▶ _WORK REQUIRED_:
The required output is the line that contains "# test: mark one point on the dark" plus every line after it in the listing below, copied exactly as it appears.

(Point labeling dataset excerpts)
⁂
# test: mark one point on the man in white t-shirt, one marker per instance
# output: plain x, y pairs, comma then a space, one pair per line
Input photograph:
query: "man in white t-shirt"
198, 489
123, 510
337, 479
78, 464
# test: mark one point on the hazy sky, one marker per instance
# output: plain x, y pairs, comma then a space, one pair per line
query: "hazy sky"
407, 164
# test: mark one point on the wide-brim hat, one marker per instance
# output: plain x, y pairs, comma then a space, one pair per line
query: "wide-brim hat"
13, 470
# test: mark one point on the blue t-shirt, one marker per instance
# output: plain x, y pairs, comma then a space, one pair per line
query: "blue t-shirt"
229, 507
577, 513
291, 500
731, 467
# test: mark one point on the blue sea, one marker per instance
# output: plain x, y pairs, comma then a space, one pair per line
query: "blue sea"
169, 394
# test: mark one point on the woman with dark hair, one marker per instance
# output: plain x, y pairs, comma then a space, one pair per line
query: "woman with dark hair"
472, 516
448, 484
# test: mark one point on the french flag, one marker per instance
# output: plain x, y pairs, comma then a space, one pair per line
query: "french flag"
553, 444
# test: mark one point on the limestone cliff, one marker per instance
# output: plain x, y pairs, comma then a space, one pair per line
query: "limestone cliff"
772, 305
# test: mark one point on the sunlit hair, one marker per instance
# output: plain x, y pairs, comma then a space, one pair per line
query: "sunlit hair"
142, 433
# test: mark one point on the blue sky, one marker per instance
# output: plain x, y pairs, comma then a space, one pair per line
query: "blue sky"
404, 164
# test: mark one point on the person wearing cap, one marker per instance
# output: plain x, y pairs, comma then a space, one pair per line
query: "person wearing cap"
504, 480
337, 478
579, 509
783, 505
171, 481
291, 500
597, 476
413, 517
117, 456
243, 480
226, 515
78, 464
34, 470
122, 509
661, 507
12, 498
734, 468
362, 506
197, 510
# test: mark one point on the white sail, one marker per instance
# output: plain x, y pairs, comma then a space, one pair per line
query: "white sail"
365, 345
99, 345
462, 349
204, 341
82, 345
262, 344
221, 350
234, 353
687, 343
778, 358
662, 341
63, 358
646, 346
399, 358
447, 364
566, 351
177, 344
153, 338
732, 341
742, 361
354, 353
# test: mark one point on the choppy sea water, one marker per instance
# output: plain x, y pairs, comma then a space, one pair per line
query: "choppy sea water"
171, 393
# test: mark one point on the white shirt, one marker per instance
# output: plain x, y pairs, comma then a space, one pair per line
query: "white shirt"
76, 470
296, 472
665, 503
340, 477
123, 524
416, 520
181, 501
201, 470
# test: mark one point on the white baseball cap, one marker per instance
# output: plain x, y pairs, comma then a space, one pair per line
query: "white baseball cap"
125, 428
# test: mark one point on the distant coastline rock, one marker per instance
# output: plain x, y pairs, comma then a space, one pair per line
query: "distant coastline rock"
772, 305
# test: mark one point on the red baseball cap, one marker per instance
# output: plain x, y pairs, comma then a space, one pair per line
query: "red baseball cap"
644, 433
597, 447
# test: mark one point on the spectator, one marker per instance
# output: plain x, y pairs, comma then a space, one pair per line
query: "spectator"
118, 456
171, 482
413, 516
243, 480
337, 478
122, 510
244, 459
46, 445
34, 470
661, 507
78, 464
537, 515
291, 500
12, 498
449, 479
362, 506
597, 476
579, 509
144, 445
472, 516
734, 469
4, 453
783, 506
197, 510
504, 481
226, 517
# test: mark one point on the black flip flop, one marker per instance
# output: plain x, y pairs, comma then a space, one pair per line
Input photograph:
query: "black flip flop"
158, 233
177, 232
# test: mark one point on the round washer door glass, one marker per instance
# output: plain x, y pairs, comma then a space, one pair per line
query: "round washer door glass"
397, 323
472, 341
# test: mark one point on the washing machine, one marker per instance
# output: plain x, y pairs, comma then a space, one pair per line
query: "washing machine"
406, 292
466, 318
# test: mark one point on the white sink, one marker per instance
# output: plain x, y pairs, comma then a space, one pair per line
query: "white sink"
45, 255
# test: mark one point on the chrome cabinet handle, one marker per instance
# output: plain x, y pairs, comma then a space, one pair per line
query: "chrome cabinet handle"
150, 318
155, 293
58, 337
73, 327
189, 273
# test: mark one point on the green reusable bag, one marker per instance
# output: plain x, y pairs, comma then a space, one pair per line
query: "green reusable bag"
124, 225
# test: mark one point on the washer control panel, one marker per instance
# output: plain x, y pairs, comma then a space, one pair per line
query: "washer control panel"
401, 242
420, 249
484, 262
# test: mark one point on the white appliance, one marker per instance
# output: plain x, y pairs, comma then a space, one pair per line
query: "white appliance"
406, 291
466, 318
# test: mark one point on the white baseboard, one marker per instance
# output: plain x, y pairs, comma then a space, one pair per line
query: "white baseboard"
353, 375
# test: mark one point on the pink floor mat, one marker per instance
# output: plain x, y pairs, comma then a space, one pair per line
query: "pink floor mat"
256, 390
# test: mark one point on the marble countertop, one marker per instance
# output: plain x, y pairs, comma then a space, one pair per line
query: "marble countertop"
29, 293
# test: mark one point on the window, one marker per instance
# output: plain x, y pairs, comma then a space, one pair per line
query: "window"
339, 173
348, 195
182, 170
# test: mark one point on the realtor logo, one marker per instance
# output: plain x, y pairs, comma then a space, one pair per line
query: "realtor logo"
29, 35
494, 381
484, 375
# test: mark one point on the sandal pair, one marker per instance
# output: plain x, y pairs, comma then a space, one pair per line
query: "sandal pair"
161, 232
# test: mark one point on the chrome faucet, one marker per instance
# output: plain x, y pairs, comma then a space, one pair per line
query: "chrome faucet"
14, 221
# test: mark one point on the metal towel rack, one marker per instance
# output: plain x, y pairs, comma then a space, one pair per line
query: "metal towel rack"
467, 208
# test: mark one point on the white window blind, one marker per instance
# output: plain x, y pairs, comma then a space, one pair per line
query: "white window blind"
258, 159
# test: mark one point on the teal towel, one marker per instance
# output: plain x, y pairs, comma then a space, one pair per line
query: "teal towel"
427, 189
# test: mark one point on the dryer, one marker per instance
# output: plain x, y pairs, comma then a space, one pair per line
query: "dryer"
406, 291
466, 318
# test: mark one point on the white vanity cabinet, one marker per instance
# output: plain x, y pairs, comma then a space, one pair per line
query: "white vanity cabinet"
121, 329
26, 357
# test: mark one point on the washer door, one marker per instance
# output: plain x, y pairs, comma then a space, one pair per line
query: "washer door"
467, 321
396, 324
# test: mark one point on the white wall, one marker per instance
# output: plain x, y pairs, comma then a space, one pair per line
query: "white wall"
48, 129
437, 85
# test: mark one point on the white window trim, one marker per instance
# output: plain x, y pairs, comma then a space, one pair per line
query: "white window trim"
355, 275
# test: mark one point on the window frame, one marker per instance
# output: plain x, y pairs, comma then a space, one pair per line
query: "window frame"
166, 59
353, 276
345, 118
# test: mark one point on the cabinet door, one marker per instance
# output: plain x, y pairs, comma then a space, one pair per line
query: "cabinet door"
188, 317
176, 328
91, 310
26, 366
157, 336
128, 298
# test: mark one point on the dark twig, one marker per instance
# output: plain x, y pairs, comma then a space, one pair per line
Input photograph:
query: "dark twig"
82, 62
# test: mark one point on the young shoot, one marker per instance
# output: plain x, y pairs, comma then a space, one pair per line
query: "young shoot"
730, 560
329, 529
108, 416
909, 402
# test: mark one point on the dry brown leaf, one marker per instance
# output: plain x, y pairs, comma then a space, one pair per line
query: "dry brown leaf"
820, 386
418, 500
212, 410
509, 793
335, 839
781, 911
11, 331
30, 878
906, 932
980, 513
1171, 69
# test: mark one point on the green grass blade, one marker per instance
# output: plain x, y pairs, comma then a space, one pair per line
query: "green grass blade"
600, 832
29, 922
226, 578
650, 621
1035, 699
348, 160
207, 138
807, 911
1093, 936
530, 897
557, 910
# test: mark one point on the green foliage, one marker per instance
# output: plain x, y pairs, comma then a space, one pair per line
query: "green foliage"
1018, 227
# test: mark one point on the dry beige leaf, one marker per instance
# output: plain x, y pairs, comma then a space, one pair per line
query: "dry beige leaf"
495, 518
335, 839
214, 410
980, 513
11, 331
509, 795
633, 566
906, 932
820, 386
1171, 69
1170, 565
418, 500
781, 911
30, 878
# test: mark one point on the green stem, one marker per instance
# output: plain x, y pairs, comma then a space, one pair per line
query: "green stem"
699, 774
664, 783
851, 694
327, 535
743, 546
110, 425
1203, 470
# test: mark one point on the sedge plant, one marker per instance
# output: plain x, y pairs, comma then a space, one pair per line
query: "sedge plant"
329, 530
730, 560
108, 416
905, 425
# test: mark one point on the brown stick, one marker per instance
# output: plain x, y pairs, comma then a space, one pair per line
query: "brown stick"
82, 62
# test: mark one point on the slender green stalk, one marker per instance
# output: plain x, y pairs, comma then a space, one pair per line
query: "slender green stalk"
⁂
▶ _SOLUTION FOR THIS EXERCISE_:
# test: mark one point on the dark twig, one marker per instance
# output: plain x, y pairs, comma then a space, one pair per line
Input photograph:
query: "dark twig"
82, 62
# test: mark one point on the young shoot, one marker per instance
# output: plain x, y pairs, comma then a space, one pair per line
query: "young shoot"
730, 560
329, 529
108, 416
909, 402
# test: mark one point on the dry brown leaf, one marker per instance
# output: plain x, y pairs, comma then a space, one pair per line
query: "dry brown leaf"
820, 386
418, 500
212, 410
509, 793
335, 839
781, 911
11, 331
30, 878
906, 932
980, 513
1171, 69
# test: mark one point on the green grass blade, one marker per instance
# output: plain x, y pairs, comma then a space, one pair per line
query: "green grass blade"
600, 832
29, 922
226, 578
650, 621
1035, 699
348, 160
207, 138
807, 911
1093, 936
530, 897
557, 910
# test: mark one point on the green foliage, one marker per instance
# output: plain x, y pairs, comma then a space, one pair per line
query: "green foliage"
1018, 227
# test: mark one point on the dry beige leaf, one marker per instance
# output: plain x, y pairs, comma then a space, one pair per line
query: "dry beige leaf"
495, 518
335, 839
214, 410
980, 513
11, 331
509, 795
633, 566
906, 932
820, 386
1171, 69
1170, 565
418, 500
781, 911
30, 878
# test: mark one point on the green stem, one marker per instance
# output: plain x, y pairs, comma then a space, one pair per line
query: "green stem"
699, 774
664, 783
851, 694
327, 535
743, 546
110, 425
1203, 470
# test: mark one point on the sedge plant, one marker per instance
# output: plain x, y pairs, comma then a space, one pair per line
query: "sedge plant"
329, 530
730, 560
108, 416
905, 425
# test: mark one point on the brown stick, one marker per instance
# output: plain x, y pairs, comma then a space, one pair per line
query: "brown stick"
82, 62
# test: mark one point on the slender green stalk, one marker per instance
# output: plain x, y pairs, comma then a space, one pair per line
query: "slender green stalk"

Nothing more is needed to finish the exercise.